DATASET ROWS >>

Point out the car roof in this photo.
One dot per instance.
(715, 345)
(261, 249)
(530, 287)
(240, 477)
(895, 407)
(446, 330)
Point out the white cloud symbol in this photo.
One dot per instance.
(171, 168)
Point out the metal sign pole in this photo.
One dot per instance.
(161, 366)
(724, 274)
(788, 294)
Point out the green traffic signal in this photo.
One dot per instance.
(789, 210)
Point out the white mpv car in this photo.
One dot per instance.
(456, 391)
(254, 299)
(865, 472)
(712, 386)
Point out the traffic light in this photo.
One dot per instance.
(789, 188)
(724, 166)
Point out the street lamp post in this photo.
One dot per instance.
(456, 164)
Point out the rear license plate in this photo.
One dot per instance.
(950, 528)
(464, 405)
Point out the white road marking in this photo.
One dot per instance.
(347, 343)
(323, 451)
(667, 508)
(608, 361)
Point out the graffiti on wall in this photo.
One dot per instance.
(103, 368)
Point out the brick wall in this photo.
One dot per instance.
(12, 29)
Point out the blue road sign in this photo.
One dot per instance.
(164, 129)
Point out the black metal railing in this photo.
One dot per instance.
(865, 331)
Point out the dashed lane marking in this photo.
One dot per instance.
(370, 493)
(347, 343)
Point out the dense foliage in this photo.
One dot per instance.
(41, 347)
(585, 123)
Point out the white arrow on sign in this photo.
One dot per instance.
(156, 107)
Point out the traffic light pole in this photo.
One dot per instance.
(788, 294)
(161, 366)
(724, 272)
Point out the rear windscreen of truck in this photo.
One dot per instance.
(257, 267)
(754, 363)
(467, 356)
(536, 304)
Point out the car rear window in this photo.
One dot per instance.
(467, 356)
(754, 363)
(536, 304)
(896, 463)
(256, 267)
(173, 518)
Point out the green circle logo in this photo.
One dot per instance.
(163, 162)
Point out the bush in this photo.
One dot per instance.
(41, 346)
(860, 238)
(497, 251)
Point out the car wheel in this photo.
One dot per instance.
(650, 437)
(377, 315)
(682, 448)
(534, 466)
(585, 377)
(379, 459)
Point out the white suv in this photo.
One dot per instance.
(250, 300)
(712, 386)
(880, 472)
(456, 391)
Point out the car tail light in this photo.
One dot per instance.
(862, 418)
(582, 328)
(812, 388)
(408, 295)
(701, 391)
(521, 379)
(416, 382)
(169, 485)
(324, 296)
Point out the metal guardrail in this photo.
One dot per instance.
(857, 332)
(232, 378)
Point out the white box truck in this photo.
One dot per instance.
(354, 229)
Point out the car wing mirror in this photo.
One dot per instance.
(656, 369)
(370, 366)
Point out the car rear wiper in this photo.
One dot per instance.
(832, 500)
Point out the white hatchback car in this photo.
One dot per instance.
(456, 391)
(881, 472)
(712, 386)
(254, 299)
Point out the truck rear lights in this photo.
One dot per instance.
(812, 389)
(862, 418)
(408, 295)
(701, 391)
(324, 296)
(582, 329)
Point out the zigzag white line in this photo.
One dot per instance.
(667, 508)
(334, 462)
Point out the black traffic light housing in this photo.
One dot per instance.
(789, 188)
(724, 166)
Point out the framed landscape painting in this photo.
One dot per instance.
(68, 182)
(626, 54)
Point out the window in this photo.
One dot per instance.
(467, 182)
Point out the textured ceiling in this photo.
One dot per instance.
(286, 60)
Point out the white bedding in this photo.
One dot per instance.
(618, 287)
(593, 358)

TASK DETAILS >>
Retype all of the lines above again, keeping every character unchanged.

FINAL RESULT >>
Point out the car roof in this photo.
One dot per instance.
(715, 345)
(261, 249)
(530, 287)
(240, 477)
(895, 407)
(446, 330)
Point out the white cloud symbol in this photo.
One dot per instance.
(171, 168)
Point out the metal sign pole in this photo.
One dot per instance.
(161, 366)
(724, 274)
(788, 294)
Point out the green traffic signal in this photo.
One dot per instance.
(789, 210)
Point out the white mpv car in this photo.
One dot per instance.
(456, 391)
(254, 299)
(865, 472)
(712, 386)
Point out the traffic light in this photo.
One dot per instance.
(789, 188)
(724, 166)
Point out the street lamp post in this photo.
One dot per instance.
(456, 164)
Point out the rear license plate in this photo.
One dot per instance.
(950, 528)
(464, 405)
Point out the white road marking in this photo.
One dot per instance.
(347, 343)
(323, 451)
(667, 508)
(608, 361)
Point out the graffiti on wall in this photo.
One dot per instance.
(103, 368)
Point out the brick wall in this photo.
One dot per instance.
(12, 29)
Point out the blue road sign in this photo.
One dot per instance.
(164, 129)
Point out the black metal railing in this photo.
One dot per instance.
(865, 331)
Point out the dashed lane marking in this photo.
One dot per instance.
(370, 493)
(347, 343)
Point out the dense foliage in this photo.
One dot per instance.
(41, 347)
(585, 123)
Point out the white arrow on sign in this photo.
One dot per instance.
(156, 107)
Point out the traffic light pole in this photo.
One dot per instance.
(788, 294)
(161, 366)
(724, 272)
Point out the rear windscreen of truck in this photo.
One dot per instance.
(257, 267)
(754, 363)
(467, 356)
(536, 304)
Point out the car rear window in this photo.
One dot per instance.
(467, 356)
(754, 363)
(536, 304)
(896, 463)
(256, 267)
(173, 518)
Point out the green circle logo in this photo.
One dot per instance.
(163, 162)
Point out the bush in this photo.
One dot per instance.
(41, 346)
(860, 238)
(497, 251)
Point out the car wheel in this photo.
One dot per instance.
(650, 437)
(377, 315)
(682, 448)
(534, 466)
(585, 377)
(379, 459)
Point out the white suv in this photo.
One dot per instance.
(250, 300)
(712, 386)
(880, 472)
(456, 391)
Point out the car tail light in this photo.
One dot per instance.
(862, 418)
(582, 328)
(812, 388)
(408, 295)
(701, 391)
(521, 379)
(416, 382)
(169, 485)
(324, 296)
Point out the metal guardrail in this photo.
One dot per instance.
(857, 332)
(232, 378)
Point out the white box truck in this photo.
One dot per instance.
(354, 229)
Point out the car wing mirror in this photo.
One dot per instance.
(656, 369)
(370, 366)
Point out the car rear wiper in this photo.
One dot per instance.
(832, 500)
Point out the white hatchback car in this photo.
One dot per instance.
(456, 391)
(881, 472)
(712, 386)
(254, 299)
Point out the truck rear lights in this photo.
One dot per instance.
(812, 389)
(862, 418)
(408, 295)
(701, 391)
(324, 296)
(582, 329)
Point out the zigzag white line in this photo.
One dot per instance.
(667, 508)
(334, 462)
Point out the black traffic light housing in this photo.
One dot per instance.
(789, 188)
(724, 166)
Point out the framed landscape painting in this photo.
One dot per instance.
(68, 182)
(626, 54)
Point out the window in this photo.
One dot per instance.
(467, 182)
Point out the textured ceiling in this photo.
One dot per instance.
(286, 60)
Point out the white bedding in this photo.
One dot per instance.
(618, 287)
(593, 358)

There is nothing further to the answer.